### Task description
Using the records below, filter out every line that lacks "sandy" and copy the rest.

----- Information

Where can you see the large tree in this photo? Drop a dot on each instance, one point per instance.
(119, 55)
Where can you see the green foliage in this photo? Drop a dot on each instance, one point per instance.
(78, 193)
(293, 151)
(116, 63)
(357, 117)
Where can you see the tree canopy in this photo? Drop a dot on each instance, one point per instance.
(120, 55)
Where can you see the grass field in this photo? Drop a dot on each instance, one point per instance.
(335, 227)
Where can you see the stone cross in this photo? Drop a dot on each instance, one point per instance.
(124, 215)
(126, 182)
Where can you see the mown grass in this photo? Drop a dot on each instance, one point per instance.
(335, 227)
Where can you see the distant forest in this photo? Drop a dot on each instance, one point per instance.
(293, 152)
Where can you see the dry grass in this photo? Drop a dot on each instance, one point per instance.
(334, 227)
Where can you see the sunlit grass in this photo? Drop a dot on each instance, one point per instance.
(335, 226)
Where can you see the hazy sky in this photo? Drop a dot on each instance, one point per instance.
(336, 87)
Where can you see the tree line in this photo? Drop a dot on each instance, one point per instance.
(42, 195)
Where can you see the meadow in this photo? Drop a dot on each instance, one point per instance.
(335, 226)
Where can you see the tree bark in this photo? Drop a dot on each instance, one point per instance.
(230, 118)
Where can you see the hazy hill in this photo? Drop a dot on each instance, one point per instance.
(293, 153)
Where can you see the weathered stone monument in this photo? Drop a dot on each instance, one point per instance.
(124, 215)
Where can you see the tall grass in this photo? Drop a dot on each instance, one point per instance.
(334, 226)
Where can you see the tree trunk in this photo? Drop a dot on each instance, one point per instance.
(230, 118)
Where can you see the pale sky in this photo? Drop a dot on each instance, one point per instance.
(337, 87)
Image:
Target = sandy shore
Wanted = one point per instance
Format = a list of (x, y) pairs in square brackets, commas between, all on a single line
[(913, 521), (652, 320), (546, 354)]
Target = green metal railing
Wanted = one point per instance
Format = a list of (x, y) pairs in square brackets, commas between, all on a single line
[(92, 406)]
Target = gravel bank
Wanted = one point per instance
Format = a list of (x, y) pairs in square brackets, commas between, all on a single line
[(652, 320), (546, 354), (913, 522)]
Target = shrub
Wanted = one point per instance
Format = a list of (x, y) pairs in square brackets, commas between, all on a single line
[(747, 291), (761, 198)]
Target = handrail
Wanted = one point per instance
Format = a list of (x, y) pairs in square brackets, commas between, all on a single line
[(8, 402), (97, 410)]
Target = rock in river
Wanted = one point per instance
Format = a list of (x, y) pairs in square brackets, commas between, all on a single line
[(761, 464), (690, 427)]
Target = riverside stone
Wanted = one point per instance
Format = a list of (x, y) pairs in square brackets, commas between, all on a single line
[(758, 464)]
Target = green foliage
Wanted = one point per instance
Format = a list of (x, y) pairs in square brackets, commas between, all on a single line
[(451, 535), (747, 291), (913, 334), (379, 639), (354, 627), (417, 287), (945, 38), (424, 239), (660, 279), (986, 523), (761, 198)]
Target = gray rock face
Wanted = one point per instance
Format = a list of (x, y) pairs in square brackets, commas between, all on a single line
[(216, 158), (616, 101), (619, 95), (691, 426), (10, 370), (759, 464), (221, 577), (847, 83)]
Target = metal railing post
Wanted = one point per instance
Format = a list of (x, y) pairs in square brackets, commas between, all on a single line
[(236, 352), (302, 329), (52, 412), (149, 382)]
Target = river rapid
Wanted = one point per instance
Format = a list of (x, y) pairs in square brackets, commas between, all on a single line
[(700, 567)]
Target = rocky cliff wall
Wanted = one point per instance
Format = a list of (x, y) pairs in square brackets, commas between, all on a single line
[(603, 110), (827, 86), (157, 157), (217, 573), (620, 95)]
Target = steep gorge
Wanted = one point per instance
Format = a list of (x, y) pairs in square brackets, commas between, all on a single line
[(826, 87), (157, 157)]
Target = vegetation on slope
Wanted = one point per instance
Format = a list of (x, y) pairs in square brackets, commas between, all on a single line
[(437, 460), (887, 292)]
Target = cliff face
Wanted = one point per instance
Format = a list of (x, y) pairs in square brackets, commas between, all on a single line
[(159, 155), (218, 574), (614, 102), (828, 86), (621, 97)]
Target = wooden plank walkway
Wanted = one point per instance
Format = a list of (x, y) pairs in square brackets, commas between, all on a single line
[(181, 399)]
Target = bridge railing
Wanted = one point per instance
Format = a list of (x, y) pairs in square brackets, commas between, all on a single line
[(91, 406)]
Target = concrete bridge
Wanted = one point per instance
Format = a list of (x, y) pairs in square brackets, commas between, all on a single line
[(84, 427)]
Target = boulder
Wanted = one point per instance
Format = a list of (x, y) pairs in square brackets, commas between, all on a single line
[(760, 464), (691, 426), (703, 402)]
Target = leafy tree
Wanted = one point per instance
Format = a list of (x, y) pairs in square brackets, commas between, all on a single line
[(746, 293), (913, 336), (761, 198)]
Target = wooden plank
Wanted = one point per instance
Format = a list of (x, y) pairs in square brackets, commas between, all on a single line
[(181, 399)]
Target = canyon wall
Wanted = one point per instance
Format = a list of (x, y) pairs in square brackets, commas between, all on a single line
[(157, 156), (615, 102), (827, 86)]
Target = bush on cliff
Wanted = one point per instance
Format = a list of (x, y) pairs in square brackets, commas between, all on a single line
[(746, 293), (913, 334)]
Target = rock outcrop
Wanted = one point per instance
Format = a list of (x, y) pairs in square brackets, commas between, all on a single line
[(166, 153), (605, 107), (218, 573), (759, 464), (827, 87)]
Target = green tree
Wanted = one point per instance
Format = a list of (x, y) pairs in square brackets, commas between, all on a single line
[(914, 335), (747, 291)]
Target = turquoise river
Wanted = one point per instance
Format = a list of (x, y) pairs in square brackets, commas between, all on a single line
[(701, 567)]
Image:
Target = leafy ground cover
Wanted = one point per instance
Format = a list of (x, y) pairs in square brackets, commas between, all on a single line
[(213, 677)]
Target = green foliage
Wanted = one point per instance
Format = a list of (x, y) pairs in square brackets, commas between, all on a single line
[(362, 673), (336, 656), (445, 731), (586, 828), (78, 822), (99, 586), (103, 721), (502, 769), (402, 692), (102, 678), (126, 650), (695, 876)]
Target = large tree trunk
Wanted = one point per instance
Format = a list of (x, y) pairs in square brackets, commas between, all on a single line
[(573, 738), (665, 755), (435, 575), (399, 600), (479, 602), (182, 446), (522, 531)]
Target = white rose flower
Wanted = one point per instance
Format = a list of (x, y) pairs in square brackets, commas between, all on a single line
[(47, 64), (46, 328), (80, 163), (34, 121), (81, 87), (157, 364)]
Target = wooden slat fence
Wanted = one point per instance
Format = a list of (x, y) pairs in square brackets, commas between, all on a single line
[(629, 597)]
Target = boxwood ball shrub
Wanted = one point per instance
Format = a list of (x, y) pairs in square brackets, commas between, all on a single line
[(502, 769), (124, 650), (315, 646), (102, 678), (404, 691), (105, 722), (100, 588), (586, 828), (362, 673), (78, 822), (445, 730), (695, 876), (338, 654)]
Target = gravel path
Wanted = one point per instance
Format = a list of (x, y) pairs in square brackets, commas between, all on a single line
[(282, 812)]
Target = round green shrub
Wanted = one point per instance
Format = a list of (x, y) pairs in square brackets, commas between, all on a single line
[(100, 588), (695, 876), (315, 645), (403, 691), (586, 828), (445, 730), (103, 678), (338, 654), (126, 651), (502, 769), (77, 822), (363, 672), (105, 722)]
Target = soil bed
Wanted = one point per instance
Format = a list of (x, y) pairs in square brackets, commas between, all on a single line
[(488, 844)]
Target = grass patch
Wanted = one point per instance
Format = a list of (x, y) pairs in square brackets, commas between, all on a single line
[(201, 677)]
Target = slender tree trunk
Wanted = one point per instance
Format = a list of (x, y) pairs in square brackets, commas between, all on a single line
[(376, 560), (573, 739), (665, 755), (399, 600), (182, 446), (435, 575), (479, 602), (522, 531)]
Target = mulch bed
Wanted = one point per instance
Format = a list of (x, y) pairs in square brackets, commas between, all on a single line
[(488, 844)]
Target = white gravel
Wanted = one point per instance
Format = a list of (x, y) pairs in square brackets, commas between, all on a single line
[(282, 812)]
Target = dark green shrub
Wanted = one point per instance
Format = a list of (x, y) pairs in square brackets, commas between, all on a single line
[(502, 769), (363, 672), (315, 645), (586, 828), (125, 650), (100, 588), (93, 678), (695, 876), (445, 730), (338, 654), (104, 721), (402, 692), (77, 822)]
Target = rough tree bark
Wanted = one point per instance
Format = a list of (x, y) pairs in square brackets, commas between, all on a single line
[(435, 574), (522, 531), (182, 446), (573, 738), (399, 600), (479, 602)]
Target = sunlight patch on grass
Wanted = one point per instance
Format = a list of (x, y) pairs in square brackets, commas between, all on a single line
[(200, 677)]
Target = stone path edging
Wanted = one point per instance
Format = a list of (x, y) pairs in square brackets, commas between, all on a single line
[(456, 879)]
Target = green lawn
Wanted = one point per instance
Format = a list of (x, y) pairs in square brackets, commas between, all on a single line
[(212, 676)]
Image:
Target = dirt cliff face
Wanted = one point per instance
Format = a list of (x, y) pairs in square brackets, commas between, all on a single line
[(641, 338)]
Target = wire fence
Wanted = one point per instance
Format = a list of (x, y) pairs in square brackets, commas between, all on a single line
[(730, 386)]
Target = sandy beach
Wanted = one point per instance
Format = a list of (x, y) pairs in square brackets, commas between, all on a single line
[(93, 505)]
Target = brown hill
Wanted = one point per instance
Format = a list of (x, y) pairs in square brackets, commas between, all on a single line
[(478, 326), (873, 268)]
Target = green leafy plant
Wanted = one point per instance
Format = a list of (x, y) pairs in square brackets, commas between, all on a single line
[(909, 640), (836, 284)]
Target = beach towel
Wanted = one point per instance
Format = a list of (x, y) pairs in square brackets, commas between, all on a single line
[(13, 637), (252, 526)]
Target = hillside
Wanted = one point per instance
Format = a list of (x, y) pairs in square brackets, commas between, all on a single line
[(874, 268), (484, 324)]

----------

### Expected output
Target = sandy shore
Target = sandy beach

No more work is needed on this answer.